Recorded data

═══

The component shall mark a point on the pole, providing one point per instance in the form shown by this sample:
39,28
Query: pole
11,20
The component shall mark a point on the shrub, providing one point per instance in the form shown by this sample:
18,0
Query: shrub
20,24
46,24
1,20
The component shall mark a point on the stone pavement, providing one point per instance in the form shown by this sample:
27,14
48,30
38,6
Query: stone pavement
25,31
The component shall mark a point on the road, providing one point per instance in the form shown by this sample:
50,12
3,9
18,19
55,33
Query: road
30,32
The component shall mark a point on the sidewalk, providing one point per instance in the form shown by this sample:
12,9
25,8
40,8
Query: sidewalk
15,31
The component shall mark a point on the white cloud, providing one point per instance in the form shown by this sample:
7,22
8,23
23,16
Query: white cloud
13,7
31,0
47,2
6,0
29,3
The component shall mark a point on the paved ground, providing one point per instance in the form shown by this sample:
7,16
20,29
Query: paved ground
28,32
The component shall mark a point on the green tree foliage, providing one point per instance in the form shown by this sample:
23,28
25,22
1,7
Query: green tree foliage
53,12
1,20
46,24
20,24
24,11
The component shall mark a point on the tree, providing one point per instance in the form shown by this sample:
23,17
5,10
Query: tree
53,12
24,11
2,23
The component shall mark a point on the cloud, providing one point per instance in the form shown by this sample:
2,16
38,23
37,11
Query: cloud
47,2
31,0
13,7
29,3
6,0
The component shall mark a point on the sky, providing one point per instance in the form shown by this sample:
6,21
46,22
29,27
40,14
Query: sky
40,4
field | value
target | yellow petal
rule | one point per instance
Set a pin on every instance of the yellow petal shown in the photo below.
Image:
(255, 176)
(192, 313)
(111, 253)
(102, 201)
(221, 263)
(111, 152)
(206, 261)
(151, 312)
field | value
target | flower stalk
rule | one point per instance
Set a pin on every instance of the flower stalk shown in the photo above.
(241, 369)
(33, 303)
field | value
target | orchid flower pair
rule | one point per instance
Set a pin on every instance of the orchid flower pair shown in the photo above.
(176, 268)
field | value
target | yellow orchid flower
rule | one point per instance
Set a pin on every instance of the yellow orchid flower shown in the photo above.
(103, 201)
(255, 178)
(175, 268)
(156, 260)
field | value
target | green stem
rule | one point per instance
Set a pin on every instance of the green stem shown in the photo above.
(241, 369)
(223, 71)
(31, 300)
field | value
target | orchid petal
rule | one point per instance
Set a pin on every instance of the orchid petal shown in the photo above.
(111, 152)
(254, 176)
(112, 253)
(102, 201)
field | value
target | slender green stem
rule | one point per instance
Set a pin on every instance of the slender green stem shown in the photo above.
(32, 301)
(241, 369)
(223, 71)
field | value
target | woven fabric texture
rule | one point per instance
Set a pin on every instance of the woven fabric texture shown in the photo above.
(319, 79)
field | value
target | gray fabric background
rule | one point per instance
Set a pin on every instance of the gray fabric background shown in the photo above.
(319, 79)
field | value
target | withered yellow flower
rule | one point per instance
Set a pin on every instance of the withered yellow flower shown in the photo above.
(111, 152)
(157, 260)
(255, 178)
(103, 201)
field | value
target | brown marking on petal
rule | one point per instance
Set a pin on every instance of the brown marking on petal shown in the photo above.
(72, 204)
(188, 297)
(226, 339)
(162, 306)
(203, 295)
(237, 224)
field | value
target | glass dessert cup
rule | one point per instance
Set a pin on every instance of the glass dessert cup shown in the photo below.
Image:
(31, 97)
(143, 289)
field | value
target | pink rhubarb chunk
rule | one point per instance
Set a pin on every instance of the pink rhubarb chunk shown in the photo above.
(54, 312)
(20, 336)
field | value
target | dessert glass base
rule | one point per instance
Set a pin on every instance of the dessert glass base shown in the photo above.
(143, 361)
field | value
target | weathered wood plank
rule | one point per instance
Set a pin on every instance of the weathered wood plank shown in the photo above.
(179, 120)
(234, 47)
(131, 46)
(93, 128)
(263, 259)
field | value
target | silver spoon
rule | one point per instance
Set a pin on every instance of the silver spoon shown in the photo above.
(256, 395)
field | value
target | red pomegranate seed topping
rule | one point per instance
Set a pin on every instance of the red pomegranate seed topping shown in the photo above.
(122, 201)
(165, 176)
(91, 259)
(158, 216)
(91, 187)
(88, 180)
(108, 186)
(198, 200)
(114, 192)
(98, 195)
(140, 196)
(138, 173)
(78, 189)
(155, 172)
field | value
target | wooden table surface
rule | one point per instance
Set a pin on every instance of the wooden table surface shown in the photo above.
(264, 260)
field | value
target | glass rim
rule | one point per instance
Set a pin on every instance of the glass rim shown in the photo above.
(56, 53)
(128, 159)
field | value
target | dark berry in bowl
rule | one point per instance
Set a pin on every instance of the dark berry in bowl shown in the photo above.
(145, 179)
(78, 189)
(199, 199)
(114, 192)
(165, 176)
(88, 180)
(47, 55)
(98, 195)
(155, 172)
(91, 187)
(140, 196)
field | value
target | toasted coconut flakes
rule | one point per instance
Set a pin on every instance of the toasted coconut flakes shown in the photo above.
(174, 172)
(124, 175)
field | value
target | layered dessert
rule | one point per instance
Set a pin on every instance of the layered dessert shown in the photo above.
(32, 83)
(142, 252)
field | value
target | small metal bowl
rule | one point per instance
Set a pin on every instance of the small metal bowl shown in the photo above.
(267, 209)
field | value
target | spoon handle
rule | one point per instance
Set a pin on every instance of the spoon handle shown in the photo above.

═══

**WHAT IS REQUIRED:** Could you find every line in the records above that has the string "handle" and copy it?

**RESULT BELOW:**
target | spoon handle
Set a pin on every instance of the spoon handle shown in the photo above.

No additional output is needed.